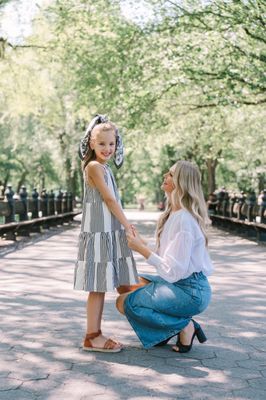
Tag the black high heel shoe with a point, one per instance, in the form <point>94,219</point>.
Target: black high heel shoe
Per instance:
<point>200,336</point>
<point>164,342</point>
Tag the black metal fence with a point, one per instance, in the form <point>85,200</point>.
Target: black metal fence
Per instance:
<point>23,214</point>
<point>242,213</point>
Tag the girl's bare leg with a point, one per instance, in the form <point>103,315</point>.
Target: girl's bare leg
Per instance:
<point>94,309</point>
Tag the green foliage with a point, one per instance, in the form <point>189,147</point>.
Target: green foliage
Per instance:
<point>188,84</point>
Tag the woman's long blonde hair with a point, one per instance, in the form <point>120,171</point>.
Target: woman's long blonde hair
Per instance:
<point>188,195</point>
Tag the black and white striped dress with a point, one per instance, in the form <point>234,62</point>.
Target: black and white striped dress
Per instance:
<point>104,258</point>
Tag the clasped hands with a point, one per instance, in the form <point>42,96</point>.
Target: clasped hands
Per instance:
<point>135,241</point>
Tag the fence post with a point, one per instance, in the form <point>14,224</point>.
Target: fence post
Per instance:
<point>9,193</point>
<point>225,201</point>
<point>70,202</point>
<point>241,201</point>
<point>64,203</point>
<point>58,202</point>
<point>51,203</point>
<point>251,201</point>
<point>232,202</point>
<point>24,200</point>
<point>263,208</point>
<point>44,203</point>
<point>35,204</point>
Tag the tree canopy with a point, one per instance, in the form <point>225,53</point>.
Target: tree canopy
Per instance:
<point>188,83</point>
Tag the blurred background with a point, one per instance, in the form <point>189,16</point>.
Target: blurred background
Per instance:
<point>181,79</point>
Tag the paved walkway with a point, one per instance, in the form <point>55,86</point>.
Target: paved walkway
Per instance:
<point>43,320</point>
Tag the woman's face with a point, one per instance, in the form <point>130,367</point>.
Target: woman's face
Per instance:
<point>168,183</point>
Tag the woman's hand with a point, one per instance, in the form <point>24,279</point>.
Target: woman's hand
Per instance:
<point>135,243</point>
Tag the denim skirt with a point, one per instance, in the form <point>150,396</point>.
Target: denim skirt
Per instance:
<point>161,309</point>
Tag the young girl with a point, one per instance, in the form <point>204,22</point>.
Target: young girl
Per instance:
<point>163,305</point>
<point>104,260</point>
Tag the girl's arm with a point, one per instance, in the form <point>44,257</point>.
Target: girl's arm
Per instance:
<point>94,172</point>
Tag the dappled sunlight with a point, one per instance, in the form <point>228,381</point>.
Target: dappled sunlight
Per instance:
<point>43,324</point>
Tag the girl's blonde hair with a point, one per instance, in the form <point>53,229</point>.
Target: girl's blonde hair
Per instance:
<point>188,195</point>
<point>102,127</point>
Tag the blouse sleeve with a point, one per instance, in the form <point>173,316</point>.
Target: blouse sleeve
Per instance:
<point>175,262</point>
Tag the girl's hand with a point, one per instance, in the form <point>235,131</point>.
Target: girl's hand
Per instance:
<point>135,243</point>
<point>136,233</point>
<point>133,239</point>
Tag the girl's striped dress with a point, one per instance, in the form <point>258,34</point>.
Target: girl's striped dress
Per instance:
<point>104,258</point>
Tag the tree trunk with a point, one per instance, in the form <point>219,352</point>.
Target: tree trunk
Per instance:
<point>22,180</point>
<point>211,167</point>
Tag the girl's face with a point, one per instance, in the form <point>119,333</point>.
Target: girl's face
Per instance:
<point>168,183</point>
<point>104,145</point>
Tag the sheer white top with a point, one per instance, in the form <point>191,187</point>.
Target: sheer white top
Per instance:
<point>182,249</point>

----

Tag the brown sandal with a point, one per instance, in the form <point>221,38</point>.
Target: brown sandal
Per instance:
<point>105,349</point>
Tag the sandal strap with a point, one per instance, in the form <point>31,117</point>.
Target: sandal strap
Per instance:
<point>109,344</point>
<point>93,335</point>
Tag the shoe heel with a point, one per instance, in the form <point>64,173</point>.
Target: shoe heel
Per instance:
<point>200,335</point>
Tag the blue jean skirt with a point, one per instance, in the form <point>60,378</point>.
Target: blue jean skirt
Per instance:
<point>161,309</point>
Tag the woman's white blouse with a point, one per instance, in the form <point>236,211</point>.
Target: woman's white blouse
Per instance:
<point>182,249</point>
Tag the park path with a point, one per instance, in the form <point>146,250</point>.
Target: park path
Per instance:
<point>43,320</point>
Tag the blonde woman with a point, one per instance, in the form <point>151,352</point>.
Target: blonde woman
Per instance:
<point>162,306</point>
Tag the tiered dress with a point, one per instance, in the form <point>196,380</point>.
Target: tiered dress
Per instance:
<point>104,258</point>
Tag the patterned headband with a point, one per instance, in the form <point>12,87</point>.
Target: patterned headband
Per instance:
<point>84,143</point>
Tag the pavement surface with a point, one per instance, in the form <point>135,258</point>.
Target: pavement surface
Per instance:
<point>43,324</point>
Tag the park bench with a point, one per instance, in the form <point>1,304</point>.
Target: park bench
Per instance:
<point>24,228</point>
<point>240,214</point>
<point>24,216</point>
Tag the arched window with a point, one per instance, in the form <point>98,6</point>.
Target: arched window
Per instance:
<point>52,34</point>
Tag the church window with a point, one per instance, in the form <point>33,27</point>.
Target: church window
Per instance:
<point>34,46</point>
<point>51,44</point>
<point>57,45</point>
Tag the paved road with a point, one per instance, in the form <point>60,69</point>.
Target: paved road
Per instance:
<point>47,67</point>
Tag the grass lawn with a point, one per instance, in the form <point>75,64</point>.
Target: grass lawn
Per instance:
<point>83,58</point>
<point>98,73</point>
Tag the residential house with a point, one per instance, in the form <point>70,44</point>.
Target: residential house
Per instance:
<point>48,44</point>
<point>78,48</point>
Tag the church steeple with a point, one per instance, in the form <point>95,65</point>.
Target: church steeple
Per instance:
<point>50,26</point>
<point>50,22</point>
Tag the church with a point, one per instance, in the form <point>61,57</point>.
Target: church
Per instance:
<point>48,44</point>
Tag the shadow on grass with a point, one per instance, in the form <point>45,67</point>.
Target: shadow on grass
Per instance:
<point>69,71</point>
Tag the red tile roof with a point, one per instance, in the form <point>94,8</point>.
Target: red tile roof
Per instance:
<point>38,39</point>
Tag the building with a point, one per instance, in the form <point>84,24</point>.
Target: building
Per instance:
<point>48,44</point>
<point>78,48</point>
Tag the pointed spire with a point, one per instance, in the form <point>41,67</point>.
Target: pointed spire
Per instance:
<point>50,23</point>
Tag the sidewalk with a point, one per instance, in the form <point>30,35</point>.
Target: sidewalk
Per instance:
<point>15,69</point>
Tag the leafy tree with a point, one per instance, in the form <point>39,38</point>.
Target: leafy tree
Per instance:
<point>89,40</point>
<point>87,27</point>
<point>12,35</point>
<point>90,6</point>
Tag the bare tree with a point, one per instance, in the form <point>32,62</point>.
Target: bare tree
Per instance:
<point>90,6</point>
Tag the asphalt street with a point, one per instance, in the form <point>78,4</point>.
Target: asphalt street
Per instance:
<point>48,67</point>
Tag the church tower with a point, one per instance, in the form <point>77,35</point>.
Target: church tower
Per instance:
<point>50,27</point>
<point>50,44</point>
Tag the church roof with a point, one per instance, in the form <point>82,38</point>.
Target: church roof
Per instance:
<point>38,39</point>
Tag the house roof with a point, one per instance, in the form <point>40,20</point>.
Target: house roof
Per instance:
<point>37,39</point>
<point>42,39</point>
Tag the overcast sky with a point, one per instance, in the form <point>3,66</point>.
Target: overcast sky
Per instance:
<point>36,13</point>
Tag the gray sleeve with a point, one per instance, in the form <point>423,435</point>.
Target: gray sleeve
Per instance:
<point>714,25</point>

----

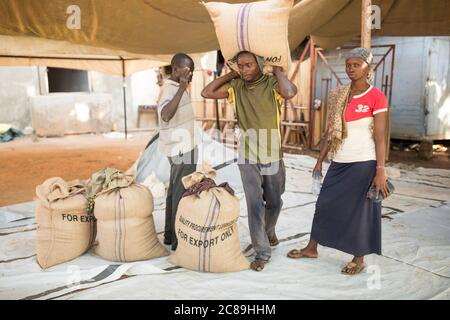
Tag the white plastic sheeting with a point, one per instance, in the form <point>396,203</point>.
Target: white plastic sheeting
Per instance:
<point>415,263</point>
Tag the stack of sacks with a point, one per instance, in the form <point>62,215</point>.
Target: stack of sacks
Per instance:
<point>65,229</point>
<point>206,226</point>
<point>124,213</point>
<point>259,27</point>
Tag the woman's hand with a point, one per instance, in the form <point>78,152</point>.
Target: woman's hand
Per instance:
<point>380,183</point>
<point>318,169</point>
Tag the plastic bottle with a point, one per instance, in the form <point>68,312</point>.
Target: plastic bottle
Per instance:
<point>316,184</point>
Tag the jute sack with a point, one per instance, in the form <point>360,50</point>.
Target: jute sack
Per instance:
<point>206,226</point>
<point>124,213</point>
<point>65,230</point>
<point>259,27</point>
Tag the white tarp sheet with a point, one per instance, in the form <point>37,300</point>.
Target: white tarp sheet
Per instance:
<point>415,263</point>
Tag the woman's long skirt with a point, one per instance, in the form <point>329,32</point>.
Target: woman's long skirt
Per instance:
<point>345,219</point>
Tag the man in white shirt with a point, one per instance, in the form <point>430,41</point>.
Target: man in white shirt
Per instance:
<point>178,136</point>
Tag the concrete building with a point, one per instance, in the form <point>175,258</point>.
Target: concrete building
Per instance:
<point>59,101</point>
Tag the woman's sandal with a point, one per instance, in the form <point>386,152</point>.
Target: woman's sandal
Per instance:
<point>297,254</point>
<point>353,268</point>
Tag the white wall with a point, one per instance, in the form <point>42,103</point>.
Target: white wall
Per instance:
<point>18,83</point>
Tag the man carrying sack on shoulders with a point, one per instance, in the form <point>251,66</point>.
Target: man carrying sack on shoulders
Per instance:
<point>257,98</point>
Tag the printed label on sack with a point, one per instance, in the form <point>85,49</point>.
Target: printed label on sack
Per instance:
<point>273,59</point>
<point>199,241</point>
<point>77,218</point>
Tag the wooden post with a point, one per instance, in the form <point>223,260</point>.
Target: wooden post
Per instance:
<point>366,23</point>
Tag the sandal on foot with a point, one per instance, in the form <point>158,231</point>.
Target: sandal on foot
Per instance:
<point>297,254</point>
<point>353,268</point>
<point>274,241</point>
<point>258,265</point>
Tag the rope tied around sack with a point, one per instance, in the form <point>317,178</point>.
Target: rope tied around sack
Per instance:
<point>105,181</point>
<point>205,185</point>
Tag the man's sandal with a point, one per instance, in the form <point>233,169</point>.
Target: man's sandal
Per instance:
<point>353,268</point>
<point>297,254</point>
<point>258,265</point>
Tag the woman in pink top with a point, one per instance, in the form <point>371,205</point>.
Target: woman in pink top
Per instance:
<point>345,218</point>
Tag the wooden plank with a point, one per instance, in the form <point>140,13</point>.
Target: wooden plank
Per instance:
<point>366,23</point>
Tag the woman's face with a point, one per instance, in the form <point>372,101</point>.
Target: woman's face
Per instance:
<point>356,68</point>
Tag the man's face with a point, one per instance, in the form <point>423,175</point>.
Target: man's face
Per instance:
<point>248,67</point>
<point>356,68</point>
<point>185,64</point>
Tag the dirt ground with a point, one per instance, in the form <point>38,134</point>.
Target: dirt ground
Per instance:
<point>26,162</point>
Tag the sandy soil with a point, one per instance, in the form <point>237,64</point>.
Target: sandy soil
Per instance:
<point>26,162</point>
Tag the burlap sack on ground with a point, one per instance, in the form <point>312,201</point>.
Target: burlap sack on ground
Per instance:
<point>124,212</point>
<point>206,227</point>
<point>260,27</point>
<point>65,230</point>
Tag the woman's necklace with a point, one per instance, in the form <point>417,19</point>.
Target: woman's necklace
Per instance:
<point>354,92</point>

----

**Aim of the exercise**: Find each line in the records above that contains the word "burlap" and copy every one of those lines in full.

**Exercise output**:
Tag the burlap sack on ground with a point, one per instance, in the form <point>312,201</point>.
Target: burlap sack on ground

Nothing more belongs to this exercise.